--- EXERCISE ---
Copy each of the following records line for line, with no changes.
-- Begin GIVEN RECORDS --
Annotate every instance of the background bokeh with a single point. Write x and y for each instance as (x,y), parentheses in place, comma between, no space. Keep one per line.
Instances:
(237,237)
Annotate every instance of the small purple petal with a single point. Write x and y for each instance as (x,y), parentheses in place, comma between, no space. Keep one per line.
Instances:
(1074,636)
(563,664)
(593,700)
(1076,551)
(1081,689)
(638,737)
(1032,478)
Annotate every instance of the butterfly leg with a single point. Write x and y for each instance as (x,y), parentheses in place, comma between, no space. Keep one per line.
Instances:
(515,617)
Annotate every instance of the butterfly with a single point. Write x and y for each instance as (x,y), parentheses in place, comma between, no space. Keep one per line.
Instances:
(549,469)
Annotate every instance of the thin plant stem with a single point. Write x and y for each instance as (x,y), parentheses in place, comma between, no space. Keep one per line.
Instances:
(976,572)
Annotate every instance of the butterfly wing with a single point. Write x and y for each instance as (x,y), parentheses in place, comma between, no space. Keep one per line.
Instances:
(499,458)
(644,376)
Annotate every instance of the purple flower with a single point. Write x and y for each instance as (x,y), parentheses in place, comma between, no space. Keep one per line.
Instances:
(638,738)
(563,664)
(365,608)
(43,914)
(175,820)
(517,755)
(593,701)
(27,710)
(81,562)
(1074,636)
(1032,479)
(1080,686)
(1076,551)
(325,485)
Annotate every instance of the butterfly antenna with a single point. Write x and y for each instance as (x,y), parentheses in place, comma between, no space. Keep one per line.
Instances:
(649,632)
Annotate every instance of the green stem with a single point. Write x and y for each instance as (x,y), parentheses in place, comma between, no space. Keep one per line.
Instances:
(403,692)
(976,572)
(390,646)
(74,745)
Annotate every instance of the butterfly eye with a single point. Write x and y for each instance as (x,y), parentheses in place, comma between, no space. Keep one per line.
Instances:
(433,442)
-- End GIVEN RECORDS --
--- FULL SOLUTION ---
Annotate every instance of the background bokeh with a single point. Write x and y for each instance as (x,y), parentheses in place, comma between, no space. Keep one per line.
Instances:
(237,237)
Annotate every instance of the small purple petal with a single point. Write x and y for each instance as (x,y), parentheses in place, comma between, no space. Keep one per line.
Instances:
(1074,636)
(563,664)
(593,700)
(1076,551)
(1081,689)
(638,737)
(1032,478)
Annotate every instance of the butterfly leg with a single point. Write x and y for each instance as (x,y), parentheses in place, comma between, no space. Keep one per line.
Instances:
(515,617)
Annotate every instance of the butterfly with a single point. Write x and y for each instance as (x,y), parentheses in place, comma between, no space. Keep one per line.
Instances:
(549,469)
Annotate every instance of the thin plant stem with a single point. Write x and y for each instance as (x,y), parentheses in place, comma between, no space. Keep one per line.
Instances:
(976,572)
Annotate every instance of the butterfly wing with a single point. Write x and y for each instance as (x,y), parentheses in place, comma between, no space. Keep one per line.
Instances:
(499,458)
(644,376)
Annotate every instance of the purple flower with a single point. Write x and y for each instance as (x,y), parentheses in place, comma between, no space. Keep one per line.
Instances:
(638,738)
(563,664)
(365,608)
(43,914)
(175,820)
(517,755)
(593,701)
(27,710)
(81,562)
(1074,636)
(1032,479)
(1080,686)
(1076,551)
(325,485)
Annotate every instance of the butterfly antenna with a single point. Write x and y for each instance as (x,y), parentheses in place, comma between, no space. Keep one per line.
Instances:
(649,632)
Annotate every instance of the green stem with a single point. Write x and y for each instance as (x,y), parentheses in place, comma between, no space. Keep one per line.
Instances:
(403,692)
(976,572)
(390,646)
(74,745)
Annotate every instance of the butterfly eye with a single point. Write x and y for each instance as (x,y), parentheses in place, comma between, no space. Keep one per line.
Instances:
(433,442)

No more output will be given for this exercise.